-- Data to process --

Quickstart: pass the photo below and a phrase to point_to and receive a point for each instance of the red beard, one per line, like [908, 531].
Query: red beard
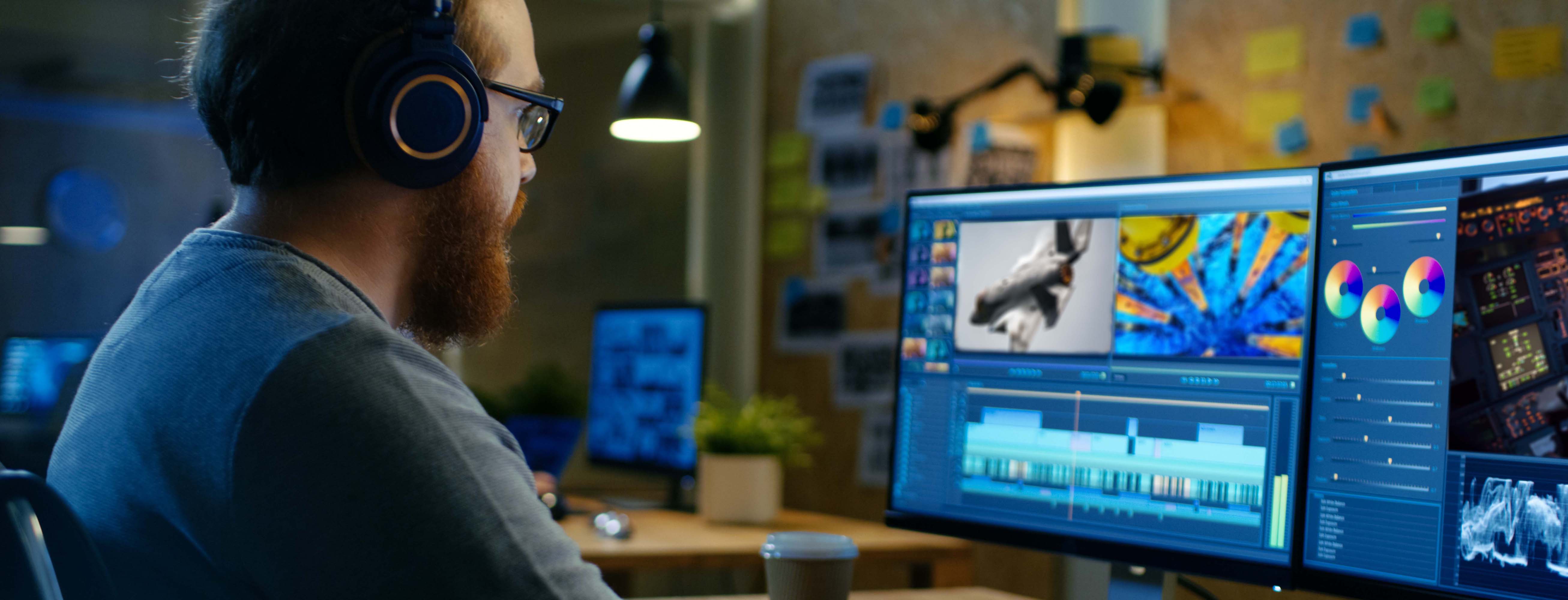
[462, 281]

...

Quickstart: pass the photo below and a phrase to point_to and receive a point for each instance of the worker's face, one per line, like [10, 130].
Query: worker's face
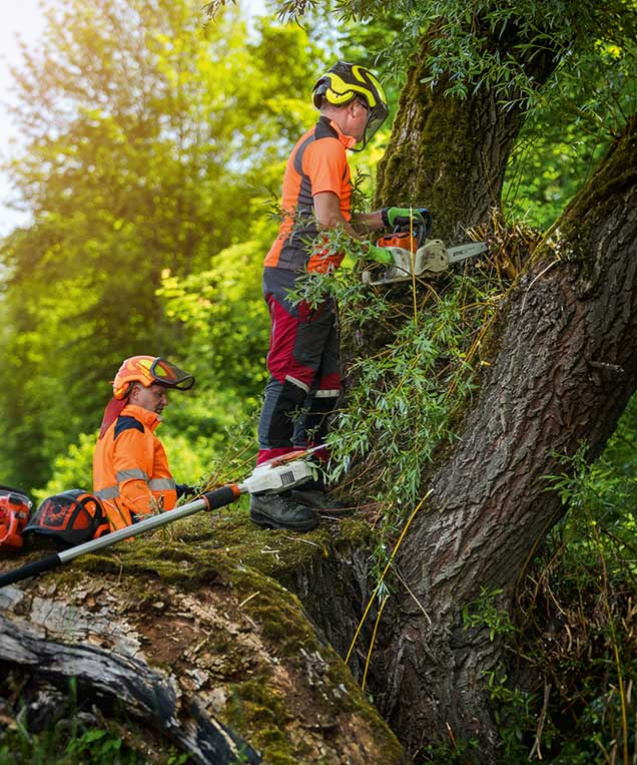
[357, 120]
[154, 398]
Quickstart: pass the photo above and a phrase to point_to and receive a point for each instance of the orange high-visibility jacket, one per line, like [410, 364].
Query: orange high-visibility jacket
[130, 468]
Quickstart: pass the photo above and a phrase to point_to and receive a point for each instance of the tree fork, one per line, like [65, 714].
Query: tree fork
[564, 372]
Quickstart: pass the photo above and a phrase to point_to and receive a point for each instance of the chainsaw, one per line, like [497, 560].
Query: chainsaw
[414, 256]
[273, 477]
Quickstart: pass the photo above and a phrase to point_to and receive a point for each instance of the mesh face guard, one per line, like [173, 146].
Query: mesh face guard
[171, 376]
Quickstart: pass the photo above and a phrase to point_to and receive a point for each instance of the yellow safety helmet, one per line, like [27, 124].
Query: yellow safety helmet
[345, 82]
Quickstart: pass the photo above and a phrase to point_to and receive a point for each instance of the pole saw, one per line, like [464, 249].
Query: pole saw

-- Task --
Update everything from the line containing "like [464, 249]." down to the line containing "Query: pole saw" by replacing "pole saw" with "pruning saw" and leaving the rest unchanged. Give back only those lines.

-- Response to this exercise --
Quickstart: pass the photo above and a phrase to point_to and receive a point for each instance of the pruning saw, one per line, like [464, 249].
Query: pruning saw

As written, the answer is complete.